§ **Exercise materials**
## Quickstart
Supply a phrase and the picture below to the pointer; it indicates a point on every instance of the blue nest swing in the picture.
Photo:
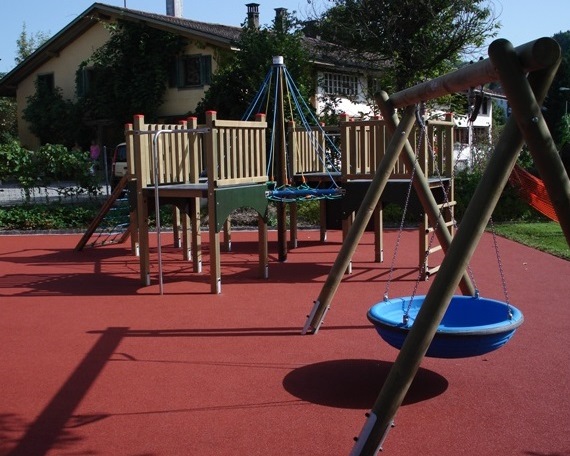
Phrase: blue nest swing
(471, 326)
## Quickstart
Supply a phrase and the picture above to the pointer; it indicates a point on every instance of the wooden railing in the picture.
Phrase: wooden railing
(312, 151)
(235, 151)
(230, 152)
(364, 144)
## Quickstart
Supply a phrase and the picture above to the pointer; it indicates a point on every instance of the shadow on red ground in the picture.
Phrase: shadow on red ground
(94, 363)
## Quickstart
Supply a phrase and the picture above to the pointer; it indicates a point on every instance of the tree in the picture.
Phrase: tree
(241, 73)
(52, 118)
(8, 118)
(558, 97)
(27, 43)
(413, 39)
(129, 73)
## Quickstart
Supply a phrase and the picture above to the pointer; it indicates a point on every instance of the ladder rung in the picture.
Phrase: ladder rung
(431, 271)
(446, 224)
(434, 249)
(448, 204)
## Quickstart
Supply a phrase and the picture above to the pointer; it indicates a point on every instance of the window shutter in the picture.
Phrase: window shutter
(206, 69)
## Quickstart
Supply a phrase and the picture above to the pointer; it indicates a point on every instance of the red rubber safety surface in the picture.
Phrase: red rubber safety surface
(93, 363)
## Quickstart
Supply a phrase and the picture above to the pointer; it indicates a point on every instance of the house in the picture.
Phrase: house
(55, 63)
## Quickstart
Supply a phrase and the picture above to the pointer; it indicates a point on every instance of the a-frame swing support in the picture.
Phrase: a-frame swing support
(540, 60)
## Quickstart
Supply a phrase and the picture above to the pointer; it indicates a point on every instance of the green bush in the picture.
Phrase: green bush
(50, 163)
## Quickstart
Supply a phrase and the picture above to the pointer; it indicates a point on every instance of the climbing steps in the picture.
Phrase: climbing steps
(429, 243)
(112, 223)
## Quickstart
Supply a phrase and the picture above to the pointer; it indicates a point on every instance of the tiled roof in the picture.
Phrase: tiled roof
(225, 32)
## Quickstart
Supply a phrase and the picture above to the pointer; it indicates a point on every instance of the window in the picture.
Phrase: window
(340, 84)
(191, 71)
(86, 81)
(46, 83)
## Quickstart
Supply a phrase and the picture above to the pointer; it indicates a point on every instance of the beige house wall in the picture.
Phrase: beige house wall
(179, 101)
(63, 66)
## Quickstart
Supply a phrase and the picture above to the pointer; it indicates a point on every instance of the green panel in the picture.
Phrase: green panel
(231, 198)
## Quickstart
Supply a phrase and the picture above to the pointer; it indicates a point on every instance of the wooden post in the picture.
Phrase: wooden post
(473, 224)
(281, 158)
(214, 236)
(141, 152)
(363, 215)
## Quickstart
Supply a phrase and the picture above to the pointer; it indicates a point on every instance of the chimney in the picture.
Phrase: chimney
(253, 15)
(174, 8)
(280, 14)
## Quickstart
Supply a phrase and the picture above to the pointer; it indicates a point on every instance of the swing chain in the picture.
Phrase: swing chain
(501, 271)
(405, 317)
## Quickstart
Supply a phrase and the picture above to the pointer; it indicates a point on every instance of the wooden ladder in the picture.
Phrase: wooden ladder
(106, 238)
(429, 244)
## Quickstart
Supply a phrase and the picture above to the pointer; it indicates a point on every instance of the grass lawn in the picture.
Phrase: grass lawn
(547, 236)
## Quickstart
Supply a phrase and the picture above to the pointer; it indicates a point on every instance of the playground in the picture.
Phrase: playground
(102, 359)
(93, 362)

§ **Exercise brief**
Without the pictures, restate each entry exactly.

§ **Problem solution**
## Quickstart
Supply a phrase and the picture below to the pointer; it indicates a point on every instance of the blue nest swing in the picture.
Photo:
Phrase: blue nest swing
(471, 326)
## Quickstart
Supply a phrase and the picture above to the pointer; it indicates a point on every instance of the wooden railing in the picture.
Phrase: wooden railing
(312, 151)
(235, 151)
(230, 152)
(364, 144)
## Quickstart
Supply a phrase and the picture above to the pointer; it indicates a point on every instance of the shadow on red ground in the picture.
Phrase: shadow on red ground
(94, 363)
## Quickstart
Supply a phrase and the picture above to the pointer; it indicates a point on every instance of the tree in the picture.
Phrase: tree
(241, 73)
(52, 118)
(8, 118)
(558, 97)
(27, 43)
(413, 39)
(129, 73)
## Quickstart
Supply a phrase and the picture above to the pointer; it indicates a point on every instance of the ladder rung in the picture.
Phrase: ladder rung
(431, 271)
(446, 224)
(434, 249)
(448, 204)
## Quickstart
Supply a phrase and the picture above to the pointer; it indicates a point on every instance of the window shutter in the picture.
Phrase: window shutter
(206, 69)
## Quickstart
Supply a phrase and the picture above to the pointer; it indicates a point on every instance of the red rubber safety surface in the picture.
Phrase: red rubber safety surface
(93, 363)
## Quickstart
Supply a phrase and the picture above to the pointer; it indicates a point on every instance of the house in the picture.
Phrase: house
(55, 63)
## Quickstart
Supply a phrase and the picture above to the pointer; it indicates a point on every instance of the a-frame swing support in the picture.
Phrase: a-frame swing support
(540, 60)
## Quickstart
Supply a phrase and the picture above to the pointer; it indicates a point on every instance of the green bush in the picture.
Phrase: green bush
(50, 163)
## Quickstart
Supply a phrase and the picture above to the pointer; it indicates a point on every instance of the climbing steps in the picture.
Phrase: climbing steps
(429, 243)
(112, 223)
## Quickstart
Supply a phrase and the picture above to the pointer; it indicates a point on every instance of the tiled roof in the picture.
Phrase: tiled roof
(225, 32)
## Quickstart
Supply a phrase and the picture above to the pointer; it indicates a point on every instance of the window in the picture.
Phrase: window
(340, 84)
(191, 71)
(86, 81)
(46, 83)
## Quickstart
Supply a phrase and the picture above to the pointer; it indicates a point on every instance of the beige house wall in the picture.
Phrase: beige house wall
(179, 101)
(63, 66)
## Quickstart
Supply a phrase and the picture above to the pointer; it indicates a point on every instance of the green panel in the picture.
Phrase: green panel
(231, 198)
## Quickstart
Supply a phrase and the picture above to the pointer; it indicates a point on every instance of the wooden post in the picture.
Phrase: wooden post
(473, 224)
(281, 158)
(214, 236)
(141, 152)
(363, 215)
## Quickstart
Supply a phrase and the picture above to the pointer; it indicates a point on every instance of the chimney in the picture.
Phrase: chimney
(253, 15)
(174, 8)
(280, 14)
## Quickstart
Supply a phrase and the picture above to the pointer; it indicates a point on every instance of the swing chain in the picture.
Phrase: swing chain
(501, 271)
(405, 317)
## Quickstart
Supply a phrase and the picture above to the pointer; it indicates a point on every instance of the wooden ladder in the picture.
Phrase: wooden ladder
(106, 238)
(429, 244)
## Quickstart
Supply a phrase and the picture above to the pointer; it indicates a point on every instance of the grass lawn in the picture.
Phrase: grass lawn
(547, 236)
## Quickstart
Supply a phrase and the picture above to the pointer; it indicates a point on every instance of the playground in the picture.
Phrase: playground
(102, 359)
(93, 362)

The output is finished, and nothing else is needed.